Repeat the items starting at the line containing "Here's a bet: you won't be able to pinpoint the pineapple" and ending at the line containing "523 667 601 804", switching "pineapple" to "melon" and leaving everything else unchanged.

**Material for the task**
■ ■ ■ ■ ■ ■ ■

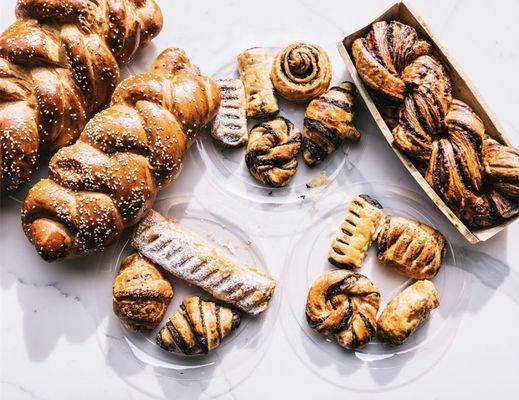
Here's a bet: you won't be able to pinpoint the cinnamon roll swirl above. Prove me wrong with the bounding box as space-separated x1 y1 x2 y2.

■ ■ ■ ■ ■ ■ ■

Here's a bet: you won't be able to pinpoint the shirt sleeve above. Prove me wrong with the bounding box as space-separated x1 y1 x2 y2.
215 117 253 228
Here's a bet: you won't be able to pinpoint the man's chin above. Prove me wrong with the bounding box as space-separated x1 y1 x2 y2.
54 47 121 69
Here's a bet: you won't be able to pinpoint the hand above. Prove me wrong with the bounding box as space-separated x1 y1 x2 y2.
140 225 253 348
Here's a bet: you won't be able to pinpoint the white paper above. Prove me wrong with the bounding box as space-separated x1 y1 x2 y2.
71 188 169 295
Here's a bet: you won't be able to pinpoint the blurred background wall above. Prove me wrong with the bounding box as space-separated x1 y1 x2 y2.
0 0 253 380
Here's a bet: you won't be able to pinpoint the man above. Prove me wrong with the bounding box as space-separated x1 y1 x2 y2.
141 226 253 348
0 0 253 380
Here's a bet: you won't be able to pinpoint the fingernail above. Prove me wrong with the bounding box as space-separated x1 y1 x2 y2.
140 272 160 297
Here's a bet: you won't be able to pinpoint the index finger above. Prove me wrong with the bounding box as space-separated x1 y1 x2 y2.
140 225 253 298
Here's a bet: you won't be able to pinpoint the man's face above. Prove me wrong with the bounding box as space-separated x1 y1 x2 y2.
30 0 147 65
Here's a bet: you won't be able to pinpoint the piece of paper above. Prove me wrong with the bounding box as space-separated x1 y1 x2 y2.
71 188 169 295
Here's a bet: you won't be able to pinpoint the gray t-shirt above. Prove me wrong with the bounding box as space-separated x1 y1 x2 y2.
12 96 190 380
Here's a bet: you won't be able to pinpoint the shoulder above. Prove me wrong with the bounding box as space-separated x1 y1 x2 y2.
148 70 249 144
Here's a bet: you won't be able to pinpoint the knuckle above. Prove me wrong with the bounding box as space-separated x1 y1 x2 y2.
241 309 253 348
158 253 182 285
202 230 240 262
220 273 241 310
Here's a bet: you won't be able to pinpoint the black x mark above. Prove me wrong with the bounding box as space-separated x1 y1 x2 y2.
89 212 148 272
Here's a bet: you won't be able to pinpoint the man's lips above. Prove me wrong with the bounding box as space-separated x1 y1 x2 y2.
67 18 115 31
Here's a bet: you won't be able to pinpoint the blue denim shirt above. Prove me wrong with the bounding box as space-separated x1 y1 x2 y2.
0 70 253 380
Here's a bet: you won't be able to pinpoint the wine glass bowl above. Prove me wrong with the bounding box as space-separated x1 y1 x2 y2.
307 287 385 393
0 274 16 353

■ ■ ■ ■ ■ ■ ■

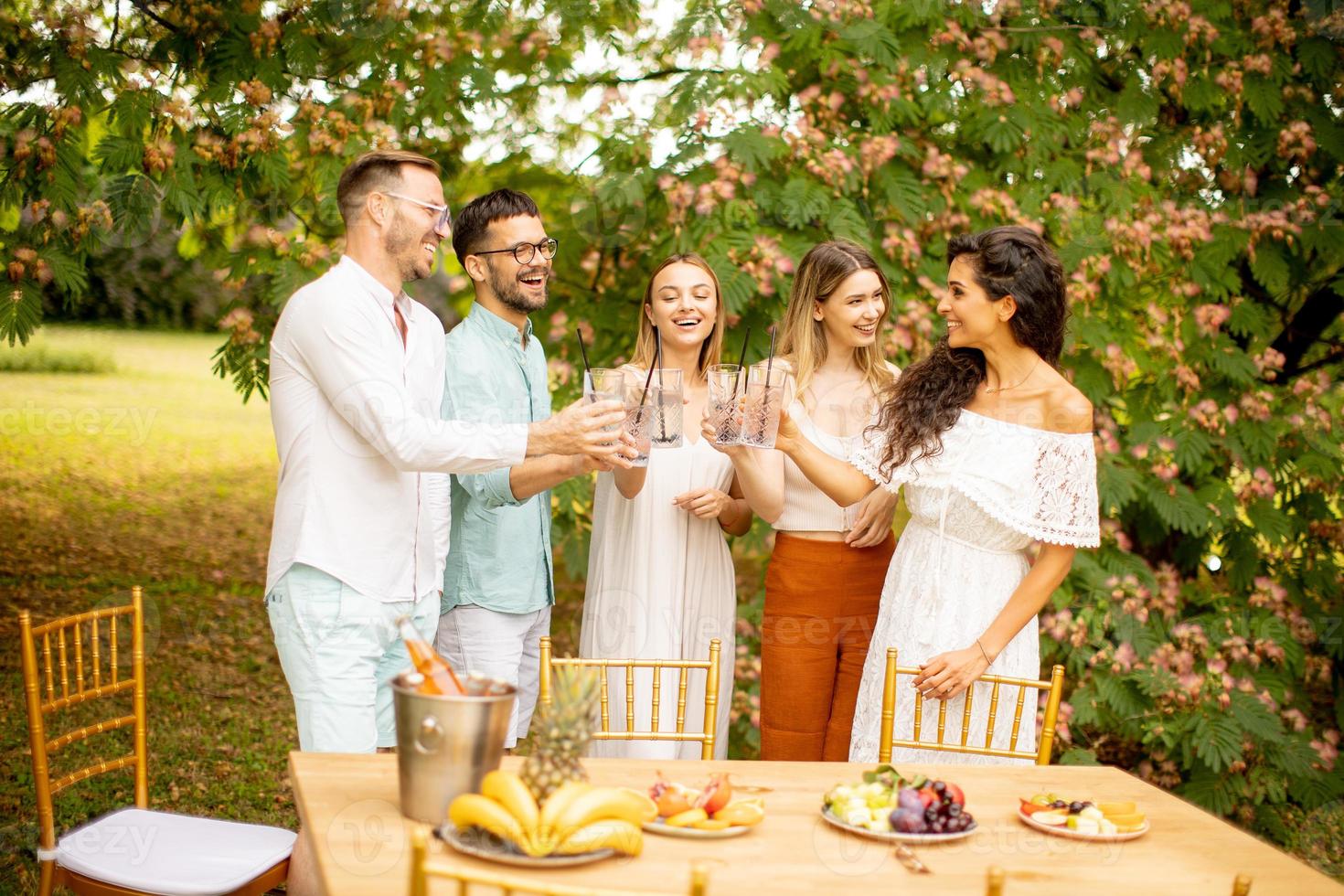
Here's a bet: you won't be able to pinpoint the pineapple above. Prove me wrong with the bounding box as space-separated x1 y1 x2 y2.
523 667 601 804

■ ■ ■ ■ ■ ■ ■

**Reply to the exercise**
Here's a bet: you won't be able to pinpoint the melon above. Prove me wrong with the bounding box as space-separated x1 y1 x2 y2.
523 667 601 804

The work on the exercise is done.